Photo-based referring expression data:
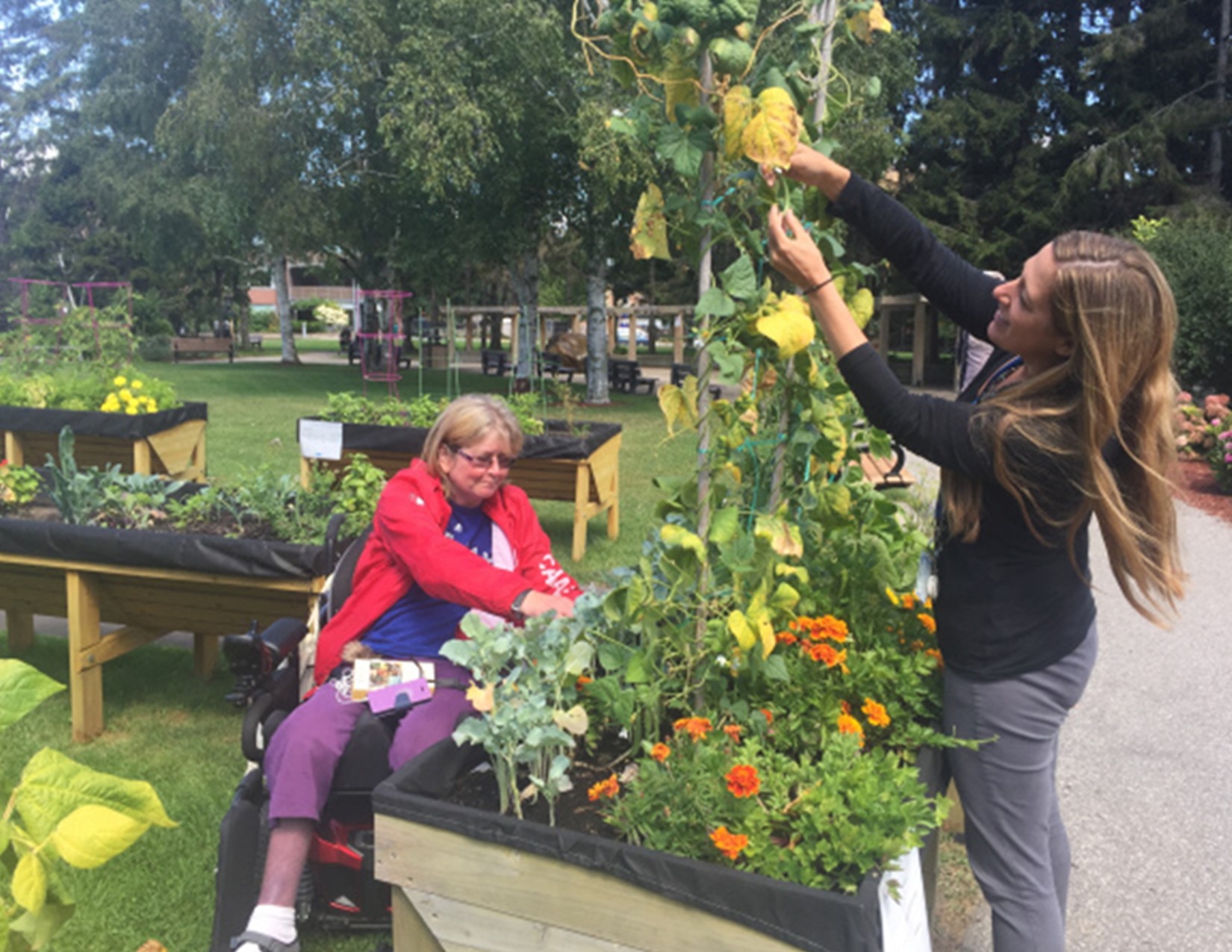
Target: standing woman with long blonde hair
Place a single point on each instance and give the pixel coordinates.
(1070, 417)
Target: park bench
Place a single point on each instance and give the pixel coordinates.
(494, 362)
(886, 472)
(550, 365)
(626, 376)
(185, 346)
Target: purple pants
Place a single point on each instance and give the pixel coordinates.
(306, 749)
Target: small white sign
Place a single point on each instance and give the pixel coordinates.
(320, 440)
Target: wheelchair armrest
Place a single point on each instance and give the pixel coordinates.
(254, 656)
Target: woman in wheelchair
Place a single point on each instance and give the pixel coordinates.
(449, 536)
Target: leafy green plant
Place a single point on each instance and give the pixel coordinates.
(19, 485)
(60, 811)
(77, 493)
(358, 493)
(526, 691)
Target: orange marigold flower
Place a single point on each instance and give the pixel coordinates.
(848, 724)
(828, 654)
(729, 844)
(609, 788)
(834, 629)
(875, 712)
(743, 780)
(697, 727)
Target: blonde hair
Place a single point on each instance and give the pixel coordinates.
(1112, 301)
(464, 421)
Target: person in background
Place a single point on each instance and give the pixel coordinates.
(449, 536)
(1070, 417)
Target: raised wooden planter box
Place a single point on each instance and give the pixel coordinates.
(583, 470)
(170, 442)
(468, 881)
(152, 584)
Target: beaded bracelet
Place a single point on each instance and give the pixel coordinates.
(818, 286)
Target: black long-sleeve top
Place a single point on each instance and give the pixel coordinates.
(1007, 604)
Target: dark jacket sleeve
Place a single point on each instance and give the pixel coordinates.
(959, 290)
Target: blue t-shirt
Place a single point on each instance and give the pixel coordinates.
(418, 625)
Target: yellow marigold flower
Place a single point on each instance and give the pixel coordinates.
(609, 788)
(729, 844)
(848, 724)
(743, 781)
(697, 727)
(875, 712)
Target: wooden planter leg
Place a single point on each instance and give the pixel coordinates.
(580, 506)
(411, 934)
(85, 671)
(21, 631)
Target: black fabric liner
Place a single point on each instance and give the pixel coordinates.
(153, 550)
(811, 919)
(96, 423)
(556, 444)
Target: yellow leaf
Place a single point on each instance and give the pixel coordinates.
(573, 721)
(93, 834)
(771, 134)
(790, 326)
(784, 538)
(680, 537)
(30, 883)
(768, 637)
(870, 21)
(679, 405)
(650, 234)
(741, 629)
(737, 112)
(481, 697)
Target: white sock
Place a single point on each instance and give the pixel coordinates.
(276, 921)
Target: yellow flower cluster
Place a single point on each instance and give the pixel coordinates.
(128, 399)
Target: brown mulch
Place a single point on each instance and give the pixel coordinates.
(1195, 485)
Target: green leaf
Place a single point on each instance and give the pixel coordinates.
(684, 148)
(30, 882)
(91, 836)
(724, 525)
(22, 688)
(739, 279)
(52, 786)
(680, 537)
(716, 302)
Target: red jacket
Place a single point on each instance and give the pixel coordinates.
(408, 547)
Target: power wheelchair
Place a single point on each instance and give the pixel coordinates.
(337, 891)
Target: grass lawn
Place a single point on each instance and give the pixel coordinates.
(167, 727)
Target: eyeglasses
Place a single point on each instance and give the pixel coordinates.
(487, 461)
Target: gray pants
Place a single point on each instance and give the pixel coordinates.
(1017, 843)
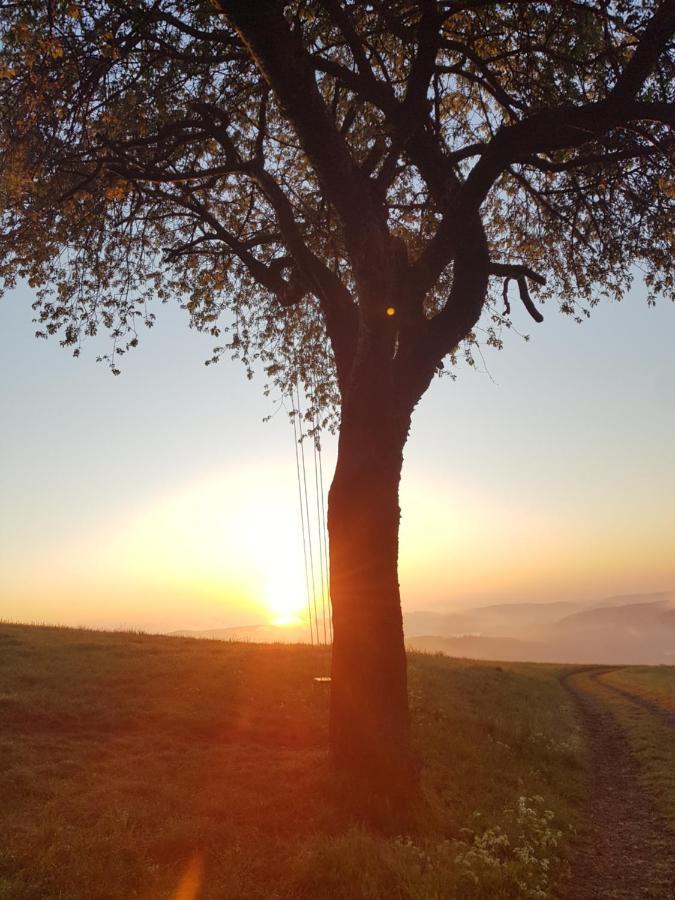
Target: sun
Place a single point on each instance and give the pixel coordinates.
(285, 599)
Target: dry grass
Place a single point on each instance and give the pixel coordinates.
(127, 758)
(646, 723)
(652, 684)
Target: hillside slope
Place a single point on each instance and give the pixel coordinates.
(131, 764)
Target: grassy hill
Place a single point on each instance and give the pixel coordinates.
(138, 766)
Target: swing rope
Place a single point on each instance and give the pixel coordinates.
(314, 582)
(302, 524)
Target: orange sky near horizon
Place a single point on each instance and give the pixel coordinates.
(159, 500)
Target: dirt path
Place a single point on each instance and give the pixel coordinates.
(627, 851)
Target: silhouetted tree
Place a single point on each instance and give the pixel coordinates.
(346, 187)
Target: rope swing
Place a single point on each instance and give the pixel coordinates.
(313, 525)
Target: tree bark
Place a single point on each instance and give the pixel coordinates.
(369, 716)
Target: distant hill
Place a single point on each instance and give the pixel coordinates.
(636, 629)
(632, 628)
(477, 647)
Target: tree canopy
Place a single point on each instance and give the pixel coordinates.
(301, 172)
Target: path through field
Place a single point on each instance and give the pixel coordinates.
(627, 851)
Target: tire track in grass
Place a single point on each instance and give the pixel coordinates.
(626, 850)
(665, 715)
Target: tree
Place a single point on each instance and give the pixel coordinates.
(369, 176)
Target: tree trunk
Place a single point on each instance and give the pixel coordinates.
(369, 717)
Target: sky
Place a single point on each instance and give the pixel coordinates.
(159, 499)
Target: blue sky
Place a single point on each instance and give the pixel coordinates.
(550, 477)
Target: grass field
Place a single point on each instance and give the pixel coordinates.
(641, 700)
(136, 766)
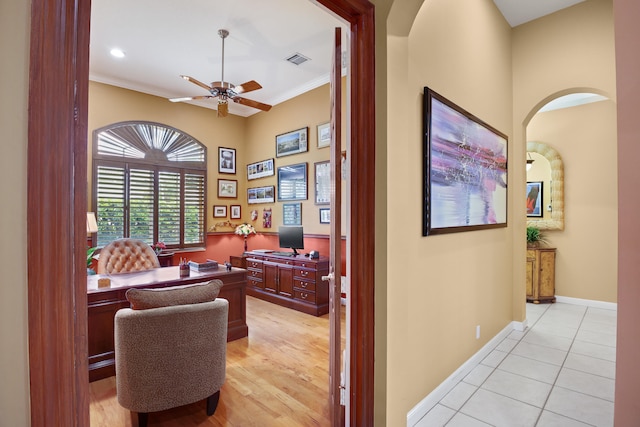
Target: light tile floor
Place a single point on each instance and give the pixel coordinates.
(560, 372)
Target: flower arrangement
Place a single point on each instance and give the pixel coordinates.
(245, 230)
(159, 246)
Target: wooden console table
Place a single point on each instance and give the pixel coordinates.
(290, 281)
(104, 302)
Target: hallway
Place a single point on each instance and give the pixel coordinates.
(560, 372)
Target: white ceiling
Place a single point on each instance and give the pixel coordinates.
(163, 39)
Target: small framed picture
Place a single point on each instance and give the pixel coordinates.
(324, 135)
(260, 195)
(228, 188)
(219, 211)
(236, 211)
(292, 214)
(293, 142)
(260, 169)
(534, 199)
(226, 160)
(325, 216)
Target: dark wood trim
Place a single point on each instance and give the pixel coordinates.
(360, 14)
(56, 206)
(58, 110)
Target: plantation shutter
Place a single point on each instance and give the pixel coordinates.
(110, 195)
(169, 207)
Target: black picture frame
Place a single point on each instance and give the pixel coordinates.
(226, 160)
(292, 182)
(465, 170)
(535, 198)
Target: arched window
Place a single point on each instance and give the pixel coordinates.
(149, 183)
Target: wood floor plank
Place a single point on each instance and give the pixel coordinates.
(277, 376)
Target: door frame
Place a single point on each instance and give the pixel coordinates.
(57, 204)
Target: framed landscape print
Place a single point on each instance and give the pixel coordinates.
(260, 169)
(293, 142)
(236, 211)
(324, 135)
(465, 170)
(292, 182)
(219, 211)
(292, 214)
(261, 195)
(325, 216)
(226, 160)
(534, 199)
(227, 188)
(323, 182)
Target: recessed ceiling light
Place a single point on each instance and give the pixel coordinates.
(118, 53)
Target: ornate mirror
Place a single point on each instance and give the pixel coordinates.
(554, 220)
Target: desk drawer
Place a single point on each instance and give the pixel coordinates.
(304, 286)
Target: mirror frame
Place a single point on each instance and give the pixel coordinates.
(557, 187)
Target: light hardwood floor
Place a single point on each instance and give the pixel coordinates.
(277, 376)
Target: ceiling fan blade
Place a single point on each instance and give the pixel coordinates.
(190, 98)
(247, 87)
(252, 103)
(197, 82)
(223, 109)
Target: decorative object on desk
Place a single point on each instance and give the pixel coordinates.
(324, 135)
(535, 237)
(184, 268)
(244, 230)
(226, 160)
(293, 142)
(235, 212)
(292, 182)
(90, 252)
(266, 217)
(219, 211)
(228, 188)
(465, 170)
(159, 247)
(260, 169)
(208, 265)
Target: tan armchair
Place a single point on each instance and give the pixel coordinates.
(171, 355)
(126, 256)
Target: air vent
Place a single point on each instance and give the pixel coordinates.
(297, 59)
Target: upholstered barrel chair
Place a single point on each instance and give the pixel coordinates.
(126, 256)
(171, 348)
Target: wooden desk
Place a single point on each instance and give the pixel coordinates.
(104, 302)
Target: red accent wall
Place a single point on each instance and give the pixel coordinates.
(220, 246)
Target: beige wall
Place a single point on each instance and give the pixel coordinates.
(307, 110)
(586, 138)
(440, 287)
(14, 69)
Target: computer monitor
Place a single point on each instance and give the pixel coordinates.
(291, 237)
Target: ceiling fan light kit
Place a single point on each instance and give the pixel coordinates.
(225, 90)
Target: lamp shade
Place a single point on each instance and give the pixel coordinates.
(92, 224)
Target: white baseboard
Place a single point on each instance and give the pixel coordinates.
(587, 302)
(426, 404)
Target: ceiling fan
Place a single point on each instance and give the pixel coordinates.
(225, 90)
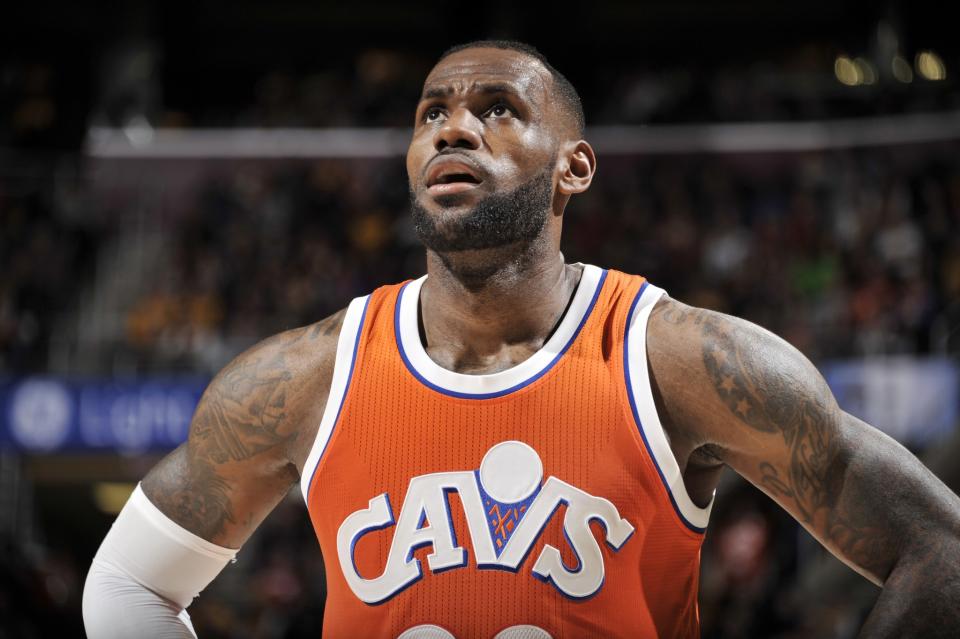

> ASSIGNED TASK:
In your answer, include only the lines above starting at the line that holds "Target: beaded bracelet" and ending at the line that holds "Target: dark jacket sleeve", copied exactly.

> THE ANSWER:
Target: beaded bracelet
Place a single point on each instance and give the pixel coordinates.
(818, 286)
Target: black long-sleeve top
Place a single point on each instance and give the pixel coordinates.
(1007, 604)
Target: dark jacket sleeve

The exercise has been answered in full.